[start SUPPLIED INFORMATION]

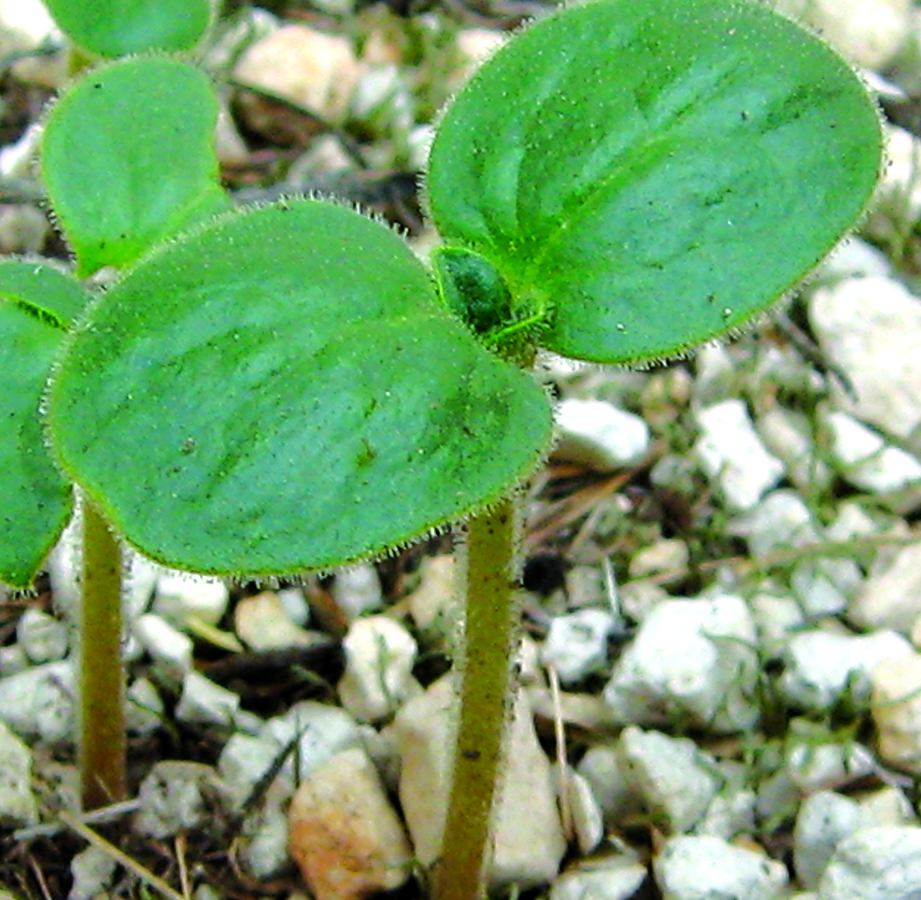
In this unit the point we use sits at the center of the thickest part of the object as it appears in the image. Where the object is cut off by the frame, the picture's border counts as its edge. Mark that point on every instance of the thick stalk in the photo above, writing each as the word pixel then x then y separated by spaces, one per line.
pixel 490 645
pixel 102 716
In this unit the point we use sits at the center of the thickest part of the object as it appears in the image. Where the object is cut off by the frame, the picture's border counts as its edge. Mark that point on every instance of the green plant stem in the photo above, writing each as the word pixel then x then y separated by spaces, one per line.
pixel 102 716
pixel 490 643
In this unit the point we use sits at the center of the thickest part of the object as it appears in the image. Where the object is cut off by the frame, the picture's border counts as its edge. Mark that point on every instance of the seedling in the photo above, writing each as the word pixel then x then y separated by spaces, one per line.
pixel 288 388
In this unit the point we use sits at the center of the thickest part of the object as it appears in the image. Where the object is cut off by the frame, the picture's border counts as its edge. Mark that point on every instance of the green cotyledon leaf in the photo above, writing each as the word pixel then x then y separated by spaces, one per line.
pixel 115 28
pixel 282 391
pixel 128 158
pixel 37 304
pixel 648 174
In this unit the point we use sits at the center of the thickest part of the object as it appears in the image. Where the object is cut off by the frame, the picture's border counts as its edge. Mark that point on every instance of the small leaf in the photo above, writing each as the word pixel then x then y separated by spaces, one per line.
pixel 115 28
pixel 283 391
pixel 36 303
pixel 652 173
pixel 128 159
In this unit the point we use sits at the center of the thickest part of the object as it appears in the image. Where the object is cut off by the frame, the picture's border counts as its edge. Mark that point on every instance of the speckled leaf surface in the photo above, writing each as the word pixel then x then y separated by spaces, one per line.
pixel 652 174
pixel 282 391
pixel 37 302
pixel 128 158
pixel 115 28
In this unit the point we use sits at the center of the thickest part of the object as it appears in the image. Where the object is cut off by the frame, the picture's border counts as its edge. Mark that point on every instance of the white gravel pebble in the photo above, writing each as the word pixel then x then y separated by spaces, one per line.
pixel 17 802
pixel 598 435
pixel 876 863
pixel 166 644
pixel 693 660
pixel 732 455
pixel 180 596
pixel 896 710
pixel 860 323
pixel 610 879
pixel 529 842
pixel 820 666
pixel 244 760
pixel 703 868
pixel 674 781
pixel 176 795
pixel 42 637
pixel 866 461
pixel 577 643
pixel 379 658
pixel 320 730
pixel 92 870
pixel 357 590
pixel 823 819
pixel 39 703
pixel 891 595
pixel 205 703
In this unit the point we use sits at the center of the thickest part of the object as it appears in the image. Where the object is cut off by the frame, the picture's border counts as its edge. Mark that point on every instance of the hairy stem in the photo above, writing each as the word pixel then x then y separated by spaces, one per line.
pixel 490 641
pixel 102 716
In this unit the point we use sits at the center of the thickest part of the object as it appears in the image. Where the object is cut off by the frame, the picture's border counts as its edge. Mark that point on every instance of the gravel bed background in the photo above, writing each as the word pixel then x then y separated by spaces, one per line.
pixel 721 662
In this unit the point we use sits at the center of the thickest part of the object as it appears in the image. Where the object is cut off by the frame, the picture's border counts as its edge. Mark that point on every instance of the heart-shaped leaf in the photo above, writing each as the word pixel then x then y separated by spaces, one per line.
pixel 37 302
pixel 115 28
pixel 282 391
pixel 128 158
pixel 647 174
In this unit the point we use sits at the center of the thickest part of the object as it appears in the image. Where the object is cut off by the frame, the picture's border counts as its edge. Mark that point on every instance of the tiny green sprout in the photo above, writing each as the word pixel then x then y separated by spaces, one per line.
pixel 283 388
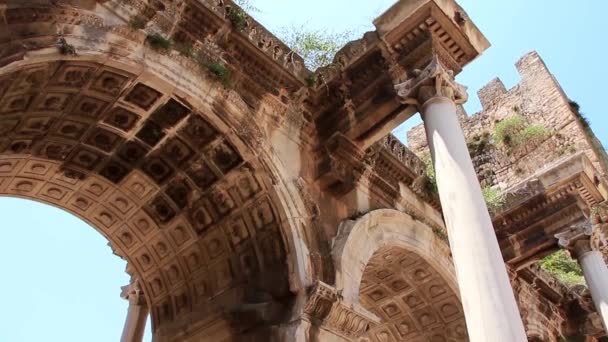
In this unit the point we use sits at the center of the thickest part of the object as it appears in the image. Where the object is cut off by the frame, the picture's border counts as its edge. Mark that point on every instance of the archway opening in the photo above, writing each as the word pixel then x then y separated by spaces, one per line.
pixel 62 282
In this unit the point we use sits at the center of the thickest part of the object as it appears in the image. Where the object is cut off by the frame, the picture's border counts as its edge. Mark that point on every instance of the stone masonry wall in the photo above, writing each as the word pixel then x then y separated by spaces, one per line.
pixel 539 100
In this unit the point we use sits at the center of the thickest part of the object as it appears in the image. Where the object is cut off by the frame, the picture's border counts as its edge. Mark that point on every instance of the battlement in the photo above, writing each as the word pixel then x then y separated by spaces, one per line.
pixel 538 101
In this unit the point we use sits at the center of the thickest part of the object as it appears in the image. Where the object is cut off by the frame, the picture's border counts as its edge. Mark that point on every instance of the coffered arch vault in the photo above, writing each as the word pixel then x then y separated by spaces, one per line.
pixel 400 270
pixel 157 171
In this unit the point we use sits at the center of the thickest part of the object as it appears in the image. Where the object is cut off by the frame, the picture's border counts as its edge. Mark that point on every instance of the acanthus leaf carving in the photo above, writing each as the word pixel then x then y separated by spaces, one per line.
pixel 433 81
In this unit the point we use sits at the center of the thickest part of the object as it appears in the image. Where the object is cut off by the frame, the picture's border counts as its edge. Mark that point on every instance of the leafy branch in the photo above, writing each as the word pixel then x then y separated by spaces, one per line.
pixel 316 47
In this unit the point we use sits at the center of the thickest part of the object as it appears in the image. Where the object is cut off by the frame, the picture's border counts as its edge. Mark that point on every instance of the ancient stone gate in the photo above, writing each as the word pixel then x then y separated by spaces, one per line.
pixel 255 200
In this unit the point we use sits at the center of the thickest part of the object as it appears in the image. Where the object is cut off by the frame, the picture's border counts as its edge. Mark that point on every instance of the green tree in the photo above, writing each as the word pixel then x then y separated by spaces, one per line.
pixel 316 47
pixel 563 267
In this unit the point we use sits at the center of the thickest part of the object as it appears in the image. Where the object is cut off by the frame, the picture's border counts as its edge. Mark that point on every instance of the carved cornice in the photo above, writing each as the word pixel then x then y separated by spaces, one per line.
pixel 547 204
pixel 340 163
pixel 325 307
pixel 434 81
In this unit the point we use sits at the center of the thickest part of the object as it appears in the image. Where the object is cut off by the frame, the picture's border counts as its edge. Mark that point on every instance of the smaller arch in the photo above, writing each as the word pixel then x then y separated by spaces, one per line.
pixel 357 241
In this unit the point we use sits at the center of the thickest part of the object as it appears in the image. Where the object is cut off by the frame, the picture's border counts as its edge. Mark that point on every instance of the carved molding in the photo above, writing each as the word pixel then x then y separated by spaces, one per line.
pixel 434 81
pixel 326 307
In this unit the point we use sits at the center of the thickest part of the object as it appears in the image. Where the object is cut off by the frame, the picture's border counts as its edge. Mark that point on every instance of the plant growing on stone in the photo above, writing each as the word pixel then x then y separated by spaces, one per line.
pixel 478 143
pixel 238 15
pixel 185 49
pixel 137 23
pixel 513 132
pixel 220 71
pixel 158 42
pixel 495 198
pixel 431 180
pixel 576 109
pixel 532 134
pixel 505 131
pixel 316 47
pixel 563 268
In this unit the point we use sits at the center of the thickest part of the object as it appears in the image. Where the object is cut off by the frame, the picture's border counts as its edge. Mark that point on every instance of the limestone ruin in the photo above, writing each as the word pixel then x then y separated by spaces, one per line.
pixel 256 200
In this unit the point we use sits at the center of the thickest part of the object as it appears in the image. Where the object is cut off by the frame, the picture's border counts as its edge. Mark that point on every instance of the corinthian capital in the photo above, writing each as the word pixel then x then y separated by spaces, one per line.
pixel 599 220
pixel 434 81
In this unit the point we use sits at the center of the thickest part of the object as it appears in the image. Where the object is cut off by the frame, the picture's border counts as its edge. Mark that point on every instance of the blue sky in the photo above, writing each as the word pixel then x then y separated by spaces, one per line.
pixel 61 281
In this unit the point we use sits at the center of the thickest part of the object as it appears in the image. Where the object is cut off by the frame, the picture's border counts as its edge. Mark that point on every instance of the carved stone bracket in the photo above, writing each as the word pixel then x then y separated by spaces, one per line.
pixel 434 81
pixel 326 308
pixel 592 235
pixel 133 293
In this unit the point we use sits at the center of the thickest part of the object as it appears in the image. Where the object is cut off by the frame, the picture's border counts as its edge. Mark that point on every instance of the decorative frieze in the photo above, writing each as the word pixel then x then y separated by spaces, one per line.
pixel 326 308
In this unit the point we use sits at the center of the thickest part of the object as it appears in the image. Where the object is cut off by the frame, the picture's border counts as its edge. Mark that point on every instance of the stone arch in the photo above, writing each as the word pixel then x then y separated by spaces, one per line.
pixel 358 241
pixel 397 268
pixel 156 160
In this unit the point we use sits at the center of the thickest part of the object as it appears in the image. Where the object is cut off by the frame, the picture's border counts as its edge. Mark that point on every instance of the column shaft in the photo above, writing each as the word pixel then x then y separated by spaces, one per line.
pixel 135 323
pixel 487 296
pixel 596 275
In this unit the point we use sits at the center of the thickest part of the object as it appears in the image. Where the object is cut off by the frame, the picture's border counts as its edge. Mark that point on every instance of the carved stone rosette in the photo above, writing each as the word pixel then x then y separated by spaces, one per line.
pixel 326 308
pixel 434 81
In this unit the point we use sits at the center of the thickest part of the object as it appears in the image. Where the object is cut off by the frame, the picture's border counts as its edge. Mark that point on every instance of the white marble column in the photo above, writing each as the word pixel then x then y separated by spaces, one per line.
pixel 137 314
pixel 596 275
pixel 489 304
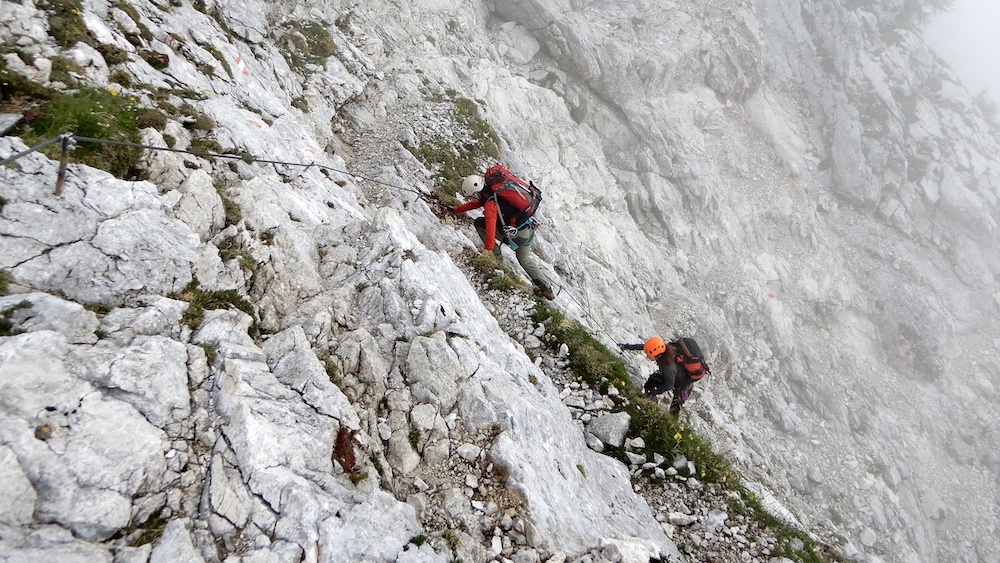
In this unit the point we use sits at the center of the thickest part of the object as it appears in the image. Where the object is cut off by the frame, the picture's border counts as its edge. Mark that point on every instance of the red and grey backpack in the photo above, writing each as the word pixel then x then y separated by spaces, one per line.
pixel 689 355
pixel 519 198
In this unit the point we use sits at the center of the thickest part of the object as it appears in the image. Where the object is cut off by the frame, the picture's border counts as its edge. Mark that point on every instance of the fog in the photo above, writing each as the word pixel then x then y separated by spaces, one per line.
pixel 966 37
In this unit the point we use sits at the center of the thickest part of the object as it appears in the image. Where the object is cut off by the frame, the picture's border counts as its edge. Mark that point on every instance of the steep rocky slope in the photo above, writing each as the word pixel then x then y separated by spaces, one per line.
pixel 801 186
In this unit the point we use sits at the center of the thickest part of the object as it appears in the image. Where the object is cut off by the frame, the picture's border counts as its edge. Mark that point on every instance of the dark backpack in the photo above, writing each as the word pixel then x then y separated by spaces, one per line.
pixel 689 355
pixel 520 196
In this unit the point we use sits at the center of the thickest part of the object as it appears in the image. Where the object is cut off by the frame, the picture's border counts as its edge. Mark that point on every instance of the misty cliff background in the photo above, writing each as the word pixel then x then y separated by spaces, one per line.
pixel 802 186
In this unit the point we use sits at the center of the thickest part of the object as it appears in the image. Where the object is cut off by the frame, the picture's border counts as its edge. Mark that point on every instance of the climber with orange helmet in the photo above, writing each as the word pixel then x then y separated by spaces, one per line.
pixel 679 364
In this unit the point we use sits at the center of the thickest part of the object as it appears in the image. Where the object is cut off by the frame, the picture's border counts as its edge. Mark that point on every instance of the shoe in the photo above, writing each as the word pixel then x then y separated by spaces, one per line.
pixel 546 293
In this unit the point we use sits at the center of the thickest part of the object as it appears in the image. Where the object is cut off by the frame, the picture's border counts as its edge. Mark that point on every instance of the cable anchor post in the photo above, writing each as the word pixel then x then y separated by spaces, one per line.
pixel 68 144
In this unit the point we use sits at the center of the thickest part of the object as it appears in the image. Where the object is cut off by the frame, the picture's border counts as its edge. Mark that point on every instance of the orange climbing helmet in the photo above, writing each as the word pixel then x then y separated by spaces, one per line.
pixel 654 347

[end SUPPLIED INFORMATION]

▶ **WRITTEN PROBLEM**
Repeat, word for word, the lines of the material between the line holding "the white marble" and the line holding "pixel 489 304", inclusive.

▶ **RESPONSE BELOW**
In this unit the point we use sits at the center of the thickest part of the object as it appears in the image. Where the object is cut off by the frame, the picture's border counts as its edge. Mark that point on every instance of the white marble column in the photo above, writing each as the word pixel then x then y separated by spaces, one per line.
pixel 137 314
pixel 596 275
pixel 489 304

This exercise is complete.